**Text-to-region grounding data:**
● ● ● ● ● ● ●
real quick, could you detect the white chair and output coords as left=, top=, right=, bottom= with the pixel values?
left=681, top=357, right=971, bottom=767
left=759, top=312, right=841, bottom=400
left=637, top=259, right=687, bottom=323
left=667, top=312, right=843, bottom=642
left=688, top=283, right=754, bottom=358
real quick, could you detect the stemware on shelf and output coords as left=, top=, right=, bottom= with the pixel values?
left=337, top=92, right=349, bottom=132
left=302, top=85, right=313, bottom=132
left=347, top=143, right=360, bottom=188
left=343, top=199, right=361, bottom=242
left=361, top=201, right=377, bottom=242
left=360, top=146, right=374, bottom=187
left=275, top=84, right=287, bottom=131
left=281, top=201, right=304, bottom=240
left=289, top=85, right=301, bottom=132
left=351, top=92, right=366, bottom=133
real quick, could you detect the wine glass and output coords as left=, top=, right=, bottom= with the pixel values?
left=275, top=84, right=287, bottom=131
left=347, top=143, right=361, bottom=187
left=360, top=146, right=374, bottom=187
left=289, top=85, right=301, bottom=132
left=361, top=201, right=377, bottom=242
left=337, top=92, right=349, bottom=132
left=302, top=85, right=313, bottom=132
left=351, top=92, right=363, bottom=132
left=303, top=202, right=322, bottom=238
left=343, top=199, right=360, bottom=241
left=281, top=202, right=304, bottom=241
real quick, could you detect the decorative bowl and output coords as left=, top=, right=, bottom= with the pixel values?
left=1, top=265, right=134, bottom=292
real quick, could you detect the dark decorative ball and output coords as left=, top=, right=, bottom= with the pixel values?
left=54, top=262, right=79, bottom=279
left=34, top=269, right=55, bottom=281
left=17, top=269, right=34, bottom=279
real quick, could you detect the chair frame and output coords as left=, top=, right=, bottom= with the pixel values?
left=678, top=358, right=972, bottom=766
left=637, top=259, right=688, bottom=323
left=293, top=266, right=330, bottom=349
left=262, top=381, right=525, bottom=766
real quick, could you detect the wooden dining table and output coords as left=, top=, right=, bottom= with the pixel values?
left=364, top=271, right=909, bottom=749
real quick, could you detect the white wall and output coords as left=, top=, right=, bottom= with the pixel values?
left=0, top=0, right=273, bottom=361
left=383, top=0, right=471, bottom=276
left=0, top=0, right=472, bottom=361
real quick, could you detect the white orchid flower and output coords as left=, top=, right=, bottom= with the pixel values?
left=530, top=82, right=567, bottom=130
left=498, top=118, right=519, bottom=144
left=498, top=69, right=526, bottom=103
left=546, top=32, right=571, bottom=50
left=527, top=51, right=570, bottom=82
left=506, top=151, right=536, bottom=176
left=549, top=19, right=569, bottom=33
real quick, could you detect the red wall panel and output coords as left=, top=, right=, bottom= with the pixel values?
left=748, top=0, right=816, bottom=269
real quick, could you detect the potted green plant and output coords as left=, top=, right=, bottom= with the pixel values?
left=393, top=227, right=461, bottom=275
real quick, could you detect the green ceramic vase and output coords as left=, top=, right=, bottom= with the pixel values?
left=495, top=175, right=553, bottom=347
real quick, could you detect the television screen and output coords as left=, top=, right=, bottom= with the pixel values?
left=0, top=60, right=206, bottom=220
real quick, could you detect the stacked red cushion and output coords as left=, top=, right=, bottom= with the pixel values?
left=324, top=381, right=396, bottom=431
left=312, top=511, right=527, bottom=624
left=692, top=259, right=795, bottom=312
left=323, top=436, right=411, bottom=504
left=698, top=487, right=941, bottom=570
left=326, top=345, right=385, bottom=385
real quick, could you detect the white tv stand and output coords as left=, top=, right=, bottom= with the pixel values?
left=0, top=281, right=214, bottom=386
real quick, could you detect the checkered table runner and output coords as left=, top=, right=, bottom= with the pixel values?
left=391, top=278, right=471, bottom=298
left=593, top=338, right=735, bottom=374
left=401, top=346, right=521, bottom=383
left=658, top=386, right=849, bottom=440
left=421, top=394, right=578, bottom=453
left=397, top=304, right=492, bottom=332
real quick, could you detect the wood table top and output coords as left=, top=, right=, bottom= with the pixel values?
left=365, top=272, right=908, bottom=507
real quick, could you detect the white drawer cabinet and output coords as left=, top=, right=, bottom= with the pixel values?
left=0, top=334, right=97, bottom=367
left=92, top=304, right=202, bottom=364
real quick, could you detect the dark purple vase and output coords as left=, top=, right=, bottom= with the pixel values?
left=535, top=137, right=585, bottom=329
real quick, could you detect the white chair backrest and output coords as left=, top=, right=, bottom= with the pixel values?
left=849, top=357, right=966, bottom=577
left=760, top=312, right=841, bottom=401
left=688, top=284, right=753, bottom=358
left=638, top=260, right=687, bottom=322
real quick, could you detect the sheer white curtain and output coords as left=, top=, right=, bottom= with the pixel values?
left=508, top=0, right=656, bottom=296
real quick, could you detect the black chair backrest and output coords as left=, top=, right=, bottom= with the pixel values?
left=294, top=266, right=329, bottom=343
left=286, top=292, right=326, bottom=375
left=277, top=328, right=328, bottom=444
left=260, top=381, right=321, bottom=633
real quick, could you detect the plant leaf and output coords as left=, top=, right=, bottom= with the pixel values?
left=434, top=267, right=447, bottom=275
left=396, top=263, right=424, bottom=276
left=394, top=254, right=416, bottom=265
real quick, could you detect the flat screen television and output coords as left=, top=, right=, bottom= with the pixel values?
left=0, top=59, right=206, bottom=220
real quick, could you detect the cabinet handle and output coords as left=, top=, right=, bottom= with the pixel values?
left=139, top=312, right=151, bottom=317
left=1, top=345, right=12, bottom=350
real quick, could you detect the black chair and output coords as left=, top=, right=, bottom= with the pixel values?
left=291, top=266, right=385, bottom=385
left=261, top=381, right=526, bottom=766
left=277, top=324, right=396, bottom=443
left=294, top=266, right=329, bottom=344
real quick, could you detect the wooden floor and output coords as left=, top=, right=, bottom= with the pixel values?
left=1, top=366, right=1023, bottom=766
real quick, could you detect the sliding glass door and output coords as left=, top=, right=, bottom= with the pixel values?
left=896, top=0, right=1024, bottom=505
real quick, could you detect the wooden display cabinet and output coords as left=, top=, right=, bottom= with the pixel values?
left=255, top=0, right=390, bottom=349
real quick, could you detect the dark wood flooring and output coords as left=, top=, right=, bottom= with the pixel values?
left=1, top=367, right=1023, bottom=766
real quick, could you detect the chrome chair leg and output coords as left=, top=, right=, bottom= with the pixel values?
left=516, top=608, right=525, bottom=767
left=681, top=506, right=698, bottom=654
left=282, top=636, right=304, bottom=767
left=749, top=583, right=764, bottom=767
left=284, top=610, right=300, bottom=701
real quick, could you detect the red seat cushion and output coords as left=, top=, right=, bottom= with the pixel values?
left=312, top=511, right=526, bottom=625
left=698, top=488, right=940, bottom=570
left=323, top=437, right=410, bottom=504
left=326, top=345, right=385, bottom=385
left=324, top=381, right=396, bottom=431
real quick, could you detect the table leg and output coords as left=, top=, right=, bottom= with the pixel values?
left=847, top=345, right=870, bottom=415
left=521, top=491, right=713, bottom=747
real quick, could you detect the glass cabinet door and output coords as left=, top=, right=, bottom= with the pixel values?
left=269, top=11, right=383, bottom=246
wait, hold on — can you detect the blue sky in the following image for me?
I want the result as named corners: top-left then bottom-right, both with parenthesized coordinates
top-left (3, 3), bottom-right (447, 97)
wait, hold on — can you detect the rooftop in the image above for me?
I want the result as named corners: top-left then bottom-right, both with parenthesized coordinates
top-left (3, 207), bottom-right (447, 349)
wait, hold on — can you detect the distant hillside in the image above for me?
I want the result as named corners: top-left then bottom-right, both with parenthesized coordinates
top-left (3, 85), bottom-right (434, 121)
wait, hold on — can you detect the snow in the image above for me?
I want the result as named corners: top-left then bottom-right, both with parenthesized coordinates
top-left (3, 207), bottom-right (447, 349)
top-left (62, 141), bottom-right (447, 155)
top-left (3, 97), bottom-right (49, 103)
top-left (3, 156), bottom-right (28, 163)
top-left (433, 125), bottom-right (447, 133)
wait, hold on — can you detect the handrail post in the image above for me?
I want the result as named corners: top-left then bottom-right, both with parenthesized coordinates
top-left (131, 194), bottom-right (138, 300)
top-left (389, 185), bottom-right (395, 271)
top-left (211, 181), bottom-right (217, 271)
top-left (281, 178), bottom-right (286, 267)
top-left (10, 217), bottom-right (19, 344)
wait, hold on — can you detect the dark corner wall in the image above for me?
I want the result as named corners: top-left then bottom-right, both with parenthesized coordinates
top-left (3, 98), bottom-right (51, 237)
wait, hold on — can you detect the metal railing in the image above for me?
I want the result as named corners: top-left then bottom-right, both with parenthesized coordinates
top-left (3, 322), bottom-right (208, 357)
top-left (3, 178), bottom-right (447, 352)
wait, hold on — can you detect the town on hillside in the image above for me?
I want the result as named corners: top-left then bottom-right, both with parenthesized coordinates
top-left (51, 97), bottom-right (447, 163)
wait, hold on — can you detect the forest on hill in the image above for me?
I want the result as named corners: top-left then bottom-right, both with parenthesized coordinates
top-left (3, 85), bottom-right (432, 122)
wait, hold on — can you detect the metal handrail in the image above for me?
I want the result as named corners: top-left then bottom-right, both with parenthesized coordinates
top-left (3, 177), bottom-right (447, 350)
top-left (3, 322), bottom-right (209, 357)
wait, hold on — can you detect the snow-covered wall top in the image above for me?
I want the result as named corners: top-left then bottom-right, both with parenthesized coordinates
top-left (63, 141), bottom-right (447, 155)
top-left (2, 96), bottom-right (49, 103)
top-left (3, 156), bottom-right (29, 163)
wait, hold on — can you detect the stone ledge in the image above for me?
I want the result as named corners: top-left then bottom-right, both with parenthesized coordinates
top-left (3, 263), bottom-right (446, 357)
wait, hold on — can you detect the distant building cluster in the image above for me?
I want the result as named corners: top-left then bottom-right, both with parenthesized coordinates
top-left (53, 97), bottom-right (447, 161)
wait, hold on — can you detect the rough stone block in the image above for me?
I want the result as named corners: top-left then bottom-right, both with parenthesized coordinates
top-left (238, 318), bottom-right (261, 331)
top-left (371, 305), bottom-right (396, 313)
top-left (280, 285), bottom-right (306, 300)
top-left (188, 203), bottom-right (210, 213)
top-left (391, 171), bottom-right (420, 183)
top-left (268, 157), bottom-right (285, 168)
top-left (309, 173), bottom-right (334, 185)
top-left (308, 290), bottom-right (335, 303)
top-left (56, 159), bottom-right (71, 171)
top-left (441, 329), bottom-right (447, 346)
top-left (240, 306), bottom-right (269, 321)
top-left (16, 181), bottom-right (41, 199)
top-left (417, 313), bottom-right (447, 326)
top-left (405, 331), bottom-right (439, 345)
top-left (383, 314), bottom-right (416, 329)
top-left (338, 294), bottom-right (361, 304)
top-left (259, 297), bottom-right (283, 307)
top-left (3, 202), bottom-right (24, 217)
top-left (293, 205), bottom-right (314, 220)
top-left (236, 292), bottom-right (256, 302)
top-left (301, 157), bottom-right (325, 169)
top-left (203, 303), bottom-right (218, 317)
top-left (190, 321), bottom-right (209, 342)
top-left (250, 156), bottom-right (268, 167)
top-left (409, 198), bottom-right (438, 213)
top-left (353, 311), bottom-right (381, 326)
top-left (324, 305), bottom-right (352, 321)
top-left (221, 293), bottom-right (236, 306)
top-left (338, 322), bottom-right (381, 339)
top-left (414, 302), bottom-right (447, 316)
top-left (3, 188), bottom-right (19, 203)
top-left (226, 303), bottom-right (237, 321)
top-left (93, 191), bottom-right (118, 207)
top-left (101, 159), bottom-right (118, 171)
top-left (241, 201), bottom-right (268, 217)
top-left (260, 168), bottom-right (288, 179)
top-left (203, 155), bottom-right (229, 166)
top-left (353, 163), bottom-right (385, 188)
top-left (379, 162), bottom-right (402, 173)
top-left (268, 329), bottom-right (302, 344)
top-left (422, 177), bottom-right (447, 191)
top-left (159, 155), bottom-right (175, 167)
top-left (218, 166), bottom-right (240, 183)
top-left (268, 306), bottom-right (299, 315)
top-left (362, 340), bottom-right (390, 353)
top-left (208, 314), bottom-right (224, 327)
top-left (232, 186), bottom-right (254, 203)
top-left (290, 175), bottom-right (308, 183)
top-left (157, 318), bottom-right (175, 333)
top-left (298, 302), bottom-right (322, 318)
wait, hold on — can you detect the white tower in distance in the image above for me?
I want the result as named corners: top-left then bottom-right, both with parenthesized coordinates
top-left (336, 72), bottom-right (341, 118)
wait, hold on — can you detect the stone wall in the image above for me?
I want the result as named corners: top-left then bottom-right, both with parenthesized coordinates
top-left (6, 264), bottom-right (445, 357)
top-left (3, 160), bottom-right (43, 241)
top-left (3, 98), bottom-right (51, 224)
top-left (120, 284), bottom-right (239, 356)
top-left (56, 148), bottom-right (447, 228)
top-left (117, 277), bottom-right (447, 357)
● ● ● ● ● ● ●
Please say how many lines in the entries hold the string "hillside". Give only the number.

**Reply:** 2